Rewrite the part that opens with the line containing "Can you spot the pile" and closes with the line containing "[[564, 173]]", changing "Place a point" to "Mark a point" and leaving everything else in those items unchanged. Return only those lines.

## MATERIAL SHOWN
───

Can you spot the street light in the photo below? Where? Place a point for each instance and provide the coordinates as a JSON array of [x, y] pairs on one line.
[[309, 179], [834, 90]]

───

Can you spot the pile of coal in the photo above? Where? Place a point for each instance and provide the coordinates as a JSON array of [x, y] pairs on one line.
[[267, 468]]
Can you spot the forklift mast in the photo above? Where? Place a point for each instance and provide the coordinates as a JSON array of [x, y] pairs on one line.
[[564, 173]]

───

## SOLUTION FOR THIS PROBLEM
Can you spot the pile of coal in the photo above? Where? Mark a point for each instance and provide the coordinates as a JSON array of [x, y] pairs on one line.
[[267, 468]]
Can you spot the forklift mast in the photo above? Where? Mark a point for each instance and provide the coordinates as a JSON array of [x, y] pairs on one line.
[[564, 173]]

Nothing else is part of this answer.